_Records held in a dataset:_
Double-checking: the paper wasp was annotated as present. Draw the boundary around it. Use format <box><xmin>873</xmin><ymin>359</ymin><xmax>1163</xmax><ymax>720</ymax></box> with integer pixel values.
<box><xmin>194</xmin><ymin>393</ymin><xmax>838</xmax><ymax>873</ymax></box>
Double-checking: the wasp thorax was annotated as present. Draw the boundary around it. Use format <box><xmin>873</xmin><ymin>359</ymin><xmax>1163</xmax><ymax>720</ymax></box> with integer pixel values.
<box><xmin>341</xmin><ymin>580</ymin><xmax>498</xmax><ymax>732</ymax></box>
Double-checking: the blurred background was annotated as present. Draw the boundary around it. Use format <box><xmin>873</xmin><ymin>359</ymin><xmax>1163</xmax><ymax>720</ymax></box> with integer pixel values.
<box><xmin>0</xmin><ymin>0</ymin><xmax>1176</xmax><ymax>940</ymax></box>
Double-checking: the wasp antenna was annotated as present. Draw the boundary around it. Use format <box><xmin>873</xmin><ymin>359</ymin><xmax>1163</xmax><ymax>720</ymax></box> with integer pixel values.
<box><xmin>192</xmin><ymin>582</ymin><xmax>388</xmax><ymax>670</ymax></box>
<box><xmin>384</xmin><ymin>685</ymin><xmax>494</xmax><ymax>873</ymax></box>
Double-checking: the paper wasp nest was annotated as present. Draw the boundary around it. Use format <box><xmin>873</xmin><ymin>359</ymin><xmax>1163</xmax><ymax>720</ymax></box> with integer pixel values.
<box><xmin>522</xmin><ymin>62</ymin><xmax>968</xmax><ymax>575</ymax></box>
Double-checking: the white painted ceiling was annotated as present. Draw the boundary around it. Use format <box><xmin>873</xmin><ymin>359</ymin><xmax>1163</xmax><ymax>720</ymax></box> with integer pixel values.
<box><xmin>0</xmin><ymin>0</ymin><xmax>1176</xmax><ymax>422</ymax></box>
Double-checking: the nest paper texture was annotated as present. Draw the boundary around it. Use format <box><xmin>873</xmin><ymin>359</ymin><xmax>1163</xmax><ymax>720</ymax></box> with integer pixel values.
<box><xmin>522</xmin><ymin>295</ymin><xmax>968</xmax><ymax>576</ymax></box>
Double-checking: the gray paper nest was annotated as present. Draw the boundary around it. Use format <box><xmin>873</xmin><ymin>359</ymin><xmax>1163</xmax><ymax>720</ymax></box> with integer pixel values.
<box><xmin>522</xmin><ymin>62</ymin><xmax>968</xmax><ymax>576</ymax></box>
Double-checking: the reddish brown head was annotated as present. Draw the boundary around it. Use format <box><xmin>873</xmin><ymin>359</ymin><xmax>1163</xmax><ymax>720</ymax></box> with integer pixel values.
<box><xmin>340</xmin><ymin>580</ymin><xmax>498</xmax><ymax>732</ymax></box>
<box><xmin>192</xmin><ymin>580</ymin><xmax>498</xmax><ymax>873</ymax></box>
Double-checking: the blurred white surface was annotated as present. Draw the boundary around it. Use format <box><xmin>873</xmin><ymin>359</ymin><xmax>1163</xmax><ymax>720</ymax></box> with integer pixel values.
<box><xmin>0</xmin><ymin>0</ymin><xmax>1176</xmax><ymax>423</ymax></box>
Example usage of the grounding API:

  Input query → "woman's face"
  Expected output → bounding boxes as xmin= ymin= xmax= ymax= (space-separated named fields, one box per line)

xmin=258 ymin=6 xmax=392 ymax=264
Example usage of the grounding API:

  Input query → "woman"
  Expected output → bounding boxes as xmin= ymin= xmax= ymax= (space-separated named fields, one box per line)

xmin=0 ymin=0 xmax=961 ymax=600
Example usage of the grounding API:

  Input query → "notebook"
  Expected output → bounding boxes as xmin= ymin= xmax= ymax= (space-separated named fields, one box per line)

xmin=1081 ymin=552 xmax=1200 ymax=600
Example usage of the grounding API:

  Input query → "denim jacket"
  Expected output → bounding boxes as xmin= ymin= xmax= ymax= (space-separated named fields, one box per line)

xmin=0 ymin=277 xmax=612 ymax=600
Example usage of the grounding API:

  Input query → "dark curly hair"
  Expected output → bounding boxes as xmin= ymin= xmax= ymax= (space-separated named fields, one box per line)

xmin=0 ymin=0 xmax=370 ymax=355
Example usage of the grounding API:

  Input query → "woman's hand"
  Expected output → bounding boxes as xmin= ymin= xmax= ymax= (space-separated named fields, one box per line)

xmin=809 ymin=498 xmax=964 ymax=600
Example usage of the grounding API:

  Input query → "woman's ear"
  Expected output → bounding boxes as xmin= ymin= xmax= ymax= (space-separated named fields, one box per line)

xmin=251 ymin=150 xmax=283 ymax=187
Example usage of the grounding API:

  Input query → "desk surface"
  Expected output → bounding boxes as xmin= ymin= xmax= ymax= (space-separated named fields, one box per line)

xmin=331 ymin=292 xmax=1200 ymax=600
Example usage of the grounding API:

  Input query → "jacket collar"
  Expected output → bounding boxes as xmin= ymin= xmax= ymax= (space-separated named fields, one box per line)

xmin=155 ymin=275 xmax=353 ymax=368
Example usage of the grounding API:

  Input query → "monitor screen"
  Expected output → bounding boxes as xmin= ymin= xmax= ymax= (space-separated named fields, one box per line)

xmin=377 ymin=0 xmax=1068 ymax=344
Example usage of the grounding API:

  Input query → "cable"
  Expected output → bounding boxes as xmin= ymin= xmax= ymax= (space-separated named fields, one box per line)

_Exercise description:_ Extract every line of the material above that contains the word "query", treating uppercase and lowercase as different.

_Solution for this problem:_
  Input query → "woman's face"
  Input query → "woman"
  Input query → "notebook"
  Input query → "denim jacket"
  Input query → "dark curly hair"
  Input query → "woman's hand"
  Input query → "woman's ear"
  Input query → "desk surface"
  Input query → "jacket collar"
  Input query → "monitor screen"
  Input query → "cable"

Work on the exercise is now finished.